■ **TASK STATEMENT**
Check every line below for the word "panel" and show those that hold it.

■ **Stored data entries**
□ □ □
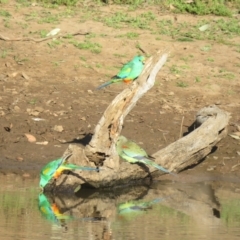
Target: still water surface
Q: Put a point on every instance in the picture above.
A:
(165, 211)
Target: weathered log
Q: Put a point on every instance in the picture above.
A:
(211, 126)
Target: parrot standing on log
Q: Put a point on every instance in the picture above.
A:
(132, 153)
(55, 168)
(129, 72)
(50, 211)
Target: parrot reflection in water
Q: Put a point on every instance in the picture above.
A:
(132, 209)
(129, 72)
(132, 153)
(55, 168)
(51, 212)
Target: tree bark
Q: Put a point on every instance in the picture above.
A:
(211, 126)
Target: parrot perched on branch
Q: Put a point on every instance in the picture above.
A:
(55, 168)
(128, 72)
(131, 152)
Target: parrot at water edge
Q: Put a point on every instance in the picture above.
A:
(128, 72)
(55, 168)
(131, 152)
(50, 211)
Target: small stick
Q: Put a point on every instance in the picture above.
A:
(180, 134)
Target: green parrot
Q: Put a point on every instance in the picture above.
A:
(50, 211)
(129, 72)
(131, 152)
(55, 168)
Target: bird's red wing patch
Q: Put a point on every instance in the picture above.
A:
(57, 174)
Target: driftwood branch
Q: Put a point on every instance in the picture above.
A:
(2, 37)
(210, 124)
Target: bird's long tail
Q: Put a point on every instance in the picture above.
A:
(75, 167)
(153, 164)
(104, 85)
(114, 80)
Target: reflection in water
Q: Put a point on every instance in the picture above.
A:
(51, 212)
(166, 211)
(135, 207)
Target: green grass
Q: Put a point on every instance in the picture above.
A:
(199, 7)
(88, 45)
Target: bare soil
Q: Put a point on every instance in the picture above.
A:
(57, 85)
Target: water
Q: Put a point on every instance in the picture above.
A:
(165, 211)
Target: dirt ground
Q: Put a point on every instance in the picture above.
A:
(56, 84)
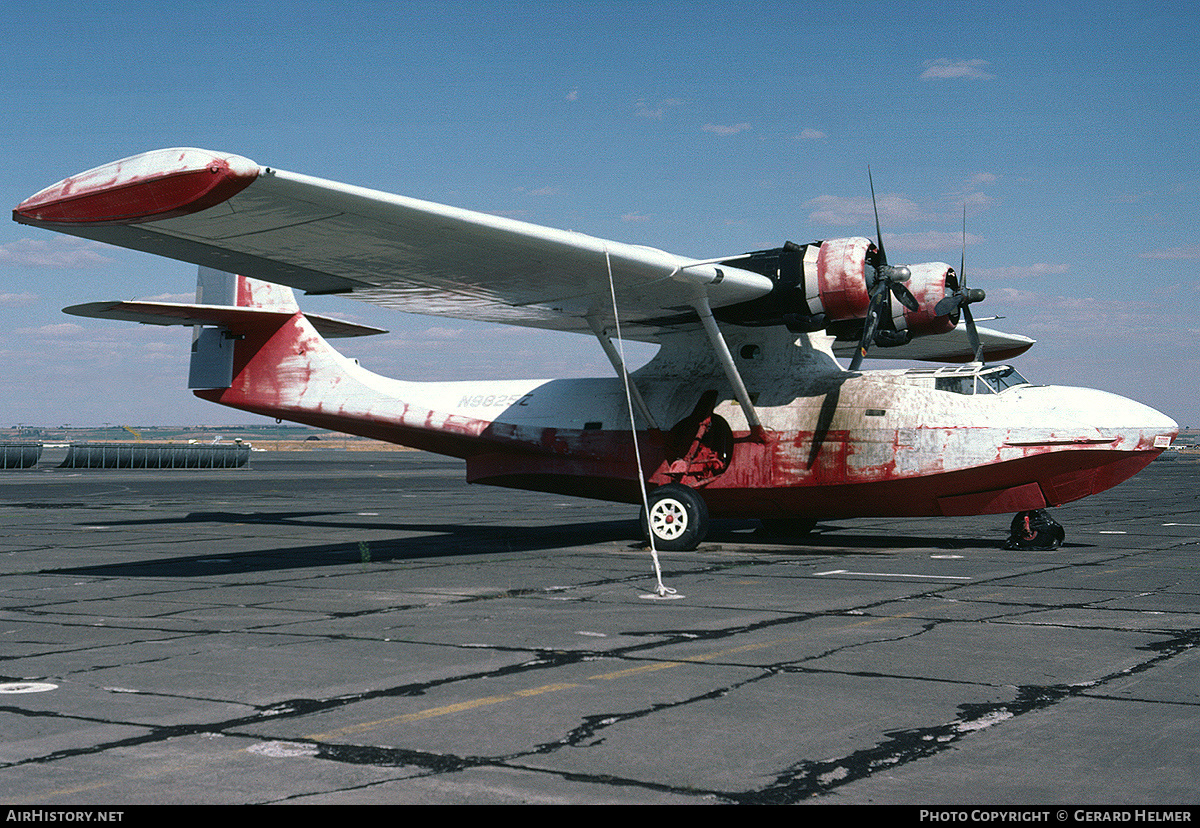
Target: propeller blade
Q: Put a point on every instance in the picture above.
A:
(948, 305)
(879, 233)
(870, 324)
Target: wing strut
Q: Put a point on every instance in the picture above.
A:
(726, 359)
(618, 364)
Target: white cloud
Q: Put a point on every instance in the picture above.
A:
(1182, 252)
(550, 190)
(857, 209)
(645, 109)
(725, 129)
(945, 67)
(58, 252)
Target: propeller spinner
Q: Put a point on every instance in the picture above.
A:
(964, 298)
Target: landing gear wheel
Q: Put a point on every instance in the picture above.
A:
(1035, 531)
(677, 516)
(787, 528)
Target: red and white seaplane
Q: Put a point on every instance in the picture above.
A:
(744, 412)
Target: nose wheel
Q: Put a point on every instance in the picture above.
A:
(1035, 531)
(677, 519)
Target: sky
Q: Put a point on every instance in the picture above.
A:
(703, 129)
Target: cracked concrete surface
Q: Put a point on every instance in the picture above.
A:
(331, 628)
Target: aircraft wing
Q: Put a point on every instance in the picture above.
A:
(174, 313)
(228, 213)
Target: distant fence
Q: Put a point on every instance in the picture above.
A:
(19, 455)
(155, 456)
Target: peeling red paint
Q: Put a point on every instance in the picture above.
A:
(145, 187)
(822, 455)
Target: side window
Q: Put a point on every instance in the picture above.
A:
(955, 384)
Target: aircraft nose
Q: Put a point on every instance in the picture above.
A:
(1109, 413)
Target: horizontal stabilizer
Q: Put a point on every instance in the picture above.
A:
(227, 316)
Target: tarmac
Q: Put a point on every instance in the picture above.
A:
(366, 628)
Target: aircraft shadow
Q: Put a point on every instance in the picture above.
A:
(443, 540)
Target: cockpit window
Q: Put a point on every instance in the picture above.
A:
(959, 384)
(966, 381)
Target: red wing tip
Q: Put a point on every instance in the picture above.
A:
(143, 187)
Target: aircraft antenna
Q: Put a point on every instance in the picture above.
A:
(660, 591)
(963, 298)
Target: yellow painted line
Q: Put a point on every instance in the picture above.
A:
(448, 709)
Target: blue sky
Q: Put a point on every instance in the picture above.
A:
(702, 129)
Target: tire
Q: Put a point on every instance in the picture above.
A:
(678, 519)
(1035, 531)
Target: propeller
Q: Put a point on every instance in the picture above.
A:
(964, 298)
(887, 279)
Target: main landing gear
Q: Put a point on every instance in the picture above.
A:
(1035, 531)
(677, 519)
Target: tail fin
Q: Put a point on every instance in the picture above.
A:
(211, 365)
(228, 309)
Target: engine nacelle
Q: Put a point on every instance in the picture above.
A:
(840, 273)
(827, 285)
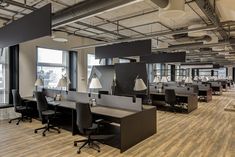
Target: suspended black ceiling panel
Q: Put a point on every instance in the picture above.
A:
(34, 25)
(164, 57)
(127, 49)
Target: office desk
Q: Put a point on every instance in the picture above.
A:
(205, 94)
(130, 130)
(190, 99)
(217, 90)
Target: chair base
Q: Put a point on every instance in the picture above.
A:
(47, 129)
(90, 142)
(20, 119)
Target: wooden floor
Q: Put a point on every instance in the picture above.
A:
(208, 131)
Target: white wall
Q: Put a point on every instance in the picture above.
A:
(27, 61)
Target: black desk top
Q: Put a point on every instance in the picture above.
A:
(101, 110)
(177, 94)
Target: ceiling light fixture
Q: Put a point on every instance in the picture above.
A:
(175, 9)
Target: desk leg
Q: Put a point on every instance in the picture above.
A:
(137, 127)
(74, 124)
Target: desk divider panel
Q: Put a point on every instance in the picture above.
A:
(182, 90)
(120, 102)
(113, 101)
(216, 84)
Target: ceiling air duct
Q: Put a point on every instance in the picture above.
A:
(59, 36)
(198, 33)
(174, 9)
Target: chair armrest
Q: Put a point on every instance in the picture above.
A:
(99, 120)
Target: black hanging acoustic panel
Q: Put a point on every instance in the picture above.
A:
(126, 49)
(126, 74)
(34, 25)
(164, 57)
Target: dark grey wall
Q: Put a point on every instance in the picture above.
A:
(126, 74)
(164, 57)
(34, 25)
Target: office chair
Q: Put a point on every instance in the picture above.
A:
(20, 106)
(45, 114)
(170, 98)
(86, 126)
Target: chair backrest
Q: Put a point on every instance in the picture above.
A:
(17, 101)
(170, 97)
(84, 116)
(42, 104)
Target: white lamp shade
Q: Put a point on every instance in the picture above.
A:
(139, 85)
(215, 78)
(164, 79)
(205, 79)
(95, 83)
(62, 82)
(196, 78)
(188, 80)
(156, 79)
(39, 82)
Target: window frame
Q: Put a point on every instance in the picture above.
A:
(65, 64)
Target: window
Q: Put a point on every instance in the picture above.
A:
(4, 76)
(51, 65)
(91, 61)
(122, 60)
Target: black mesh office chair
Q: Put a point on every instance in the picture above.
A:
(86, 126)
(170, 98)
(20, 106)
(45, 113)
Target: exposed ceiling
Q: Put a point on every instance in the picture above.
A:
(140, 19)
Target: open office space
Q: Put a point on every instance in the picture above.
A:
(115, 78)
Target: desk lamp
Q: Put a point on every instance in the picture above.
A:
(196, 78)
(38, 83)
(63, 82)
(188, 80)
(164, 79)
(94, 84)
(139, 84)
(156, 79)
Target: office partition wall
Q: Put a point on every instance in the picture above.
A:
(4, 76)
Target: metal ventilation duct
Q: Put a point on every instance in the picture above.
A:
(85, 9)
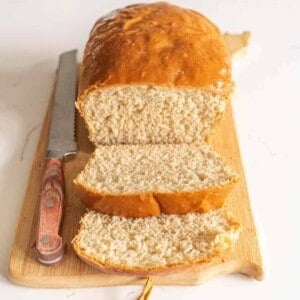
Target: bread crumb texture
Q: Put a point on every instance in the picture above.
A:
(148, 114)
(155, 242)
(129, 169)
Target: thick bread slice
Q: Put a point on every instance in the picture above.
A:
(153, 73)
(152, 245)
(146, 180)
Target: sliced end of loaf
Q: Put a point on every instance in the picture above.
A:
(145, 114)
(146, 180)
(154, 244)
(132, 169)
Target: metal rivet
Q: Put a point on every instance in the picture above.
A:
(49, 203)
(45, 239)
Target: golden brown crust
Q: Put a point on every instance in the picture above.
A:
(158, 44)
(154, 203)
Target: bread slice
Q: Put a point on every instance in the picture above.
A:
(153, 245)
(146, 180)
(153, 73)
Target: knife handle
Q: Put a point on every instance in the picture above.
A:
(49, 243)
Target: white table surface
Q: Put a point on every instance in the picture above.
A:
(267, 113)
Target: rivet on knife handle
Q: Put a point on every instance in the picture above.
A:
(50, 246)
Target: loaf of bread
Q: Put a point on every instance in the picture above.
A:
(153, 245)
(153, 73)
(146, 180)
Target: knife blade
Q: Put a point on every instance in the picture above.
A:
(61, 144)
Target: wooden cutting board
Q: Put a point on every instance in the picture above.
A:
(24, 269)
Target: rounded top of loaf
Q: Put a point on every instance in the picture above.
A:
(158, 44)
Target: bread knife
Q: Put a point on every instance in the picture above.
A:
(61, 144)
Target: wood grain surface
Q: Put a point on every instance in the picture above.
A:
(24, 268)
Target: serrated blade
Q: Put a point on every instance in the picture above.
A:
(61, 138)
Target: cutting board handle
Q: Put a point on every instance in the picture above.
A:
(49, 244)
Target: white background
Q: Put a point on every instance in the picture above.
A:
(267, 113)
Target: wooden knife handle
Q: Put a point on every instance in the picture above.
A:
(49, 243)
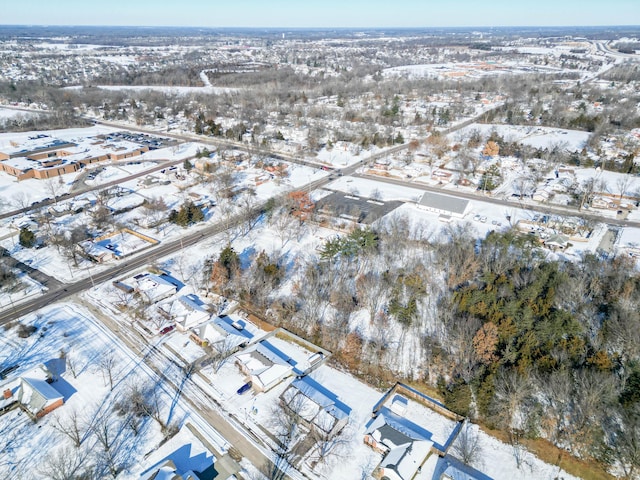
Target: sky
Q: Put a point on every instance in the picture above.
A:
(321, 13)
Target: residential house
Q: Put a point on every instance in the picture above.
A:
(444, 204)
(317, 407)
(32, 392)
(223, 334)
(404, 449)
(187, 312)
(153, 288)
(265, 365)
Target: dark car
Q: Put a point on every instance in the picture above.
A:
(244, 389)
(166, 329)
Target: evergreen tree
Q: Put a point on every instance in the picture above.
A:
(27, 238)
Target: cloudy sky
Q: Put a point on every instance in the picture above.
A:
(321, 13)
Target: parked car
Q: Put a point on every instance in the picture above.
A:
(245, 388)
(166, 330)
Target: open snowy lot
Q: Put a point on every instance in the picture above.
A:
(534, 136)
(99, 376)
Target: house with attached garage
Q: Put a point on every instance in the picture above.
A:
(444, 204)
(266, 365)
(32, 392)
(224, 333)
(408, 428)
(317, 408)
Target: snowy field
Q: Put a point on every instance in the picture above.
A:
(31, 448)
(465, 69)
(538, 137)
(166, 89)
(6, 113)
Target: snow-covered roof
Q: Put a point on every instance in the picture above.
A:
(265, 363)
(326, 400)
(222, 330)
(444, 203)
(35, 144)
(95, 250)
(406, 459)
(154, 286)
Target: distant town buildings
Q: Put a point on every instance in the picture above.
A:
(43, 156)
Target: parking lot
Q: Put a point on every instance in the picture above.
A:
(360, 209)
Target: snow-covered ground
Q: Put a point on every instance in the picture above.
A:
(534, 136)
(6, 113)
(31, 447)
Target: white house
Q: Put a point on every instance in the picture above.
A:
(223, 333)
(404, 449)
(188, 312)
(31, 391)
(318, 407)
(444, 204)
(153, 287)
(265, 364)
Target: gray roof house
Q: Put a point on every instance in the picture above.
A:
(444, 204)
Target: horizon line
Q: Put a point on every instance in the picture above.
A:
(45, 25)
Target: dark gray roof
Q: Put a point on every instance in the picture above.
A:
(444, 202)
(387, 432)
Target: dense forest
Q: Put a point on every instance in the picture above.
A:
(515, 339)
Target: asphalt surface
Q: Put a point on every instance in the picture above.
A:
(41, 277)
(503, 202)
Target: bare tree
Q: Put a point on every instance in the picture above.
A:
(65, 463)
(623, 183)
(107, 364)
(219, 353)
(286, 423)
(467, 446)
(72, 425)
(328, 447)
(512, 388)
□ □ □
■ **RESPONSE TO THE TASK**
Target: suspended black ceiling panel
Target: desk divider panel
Target: black hanging acoustic panel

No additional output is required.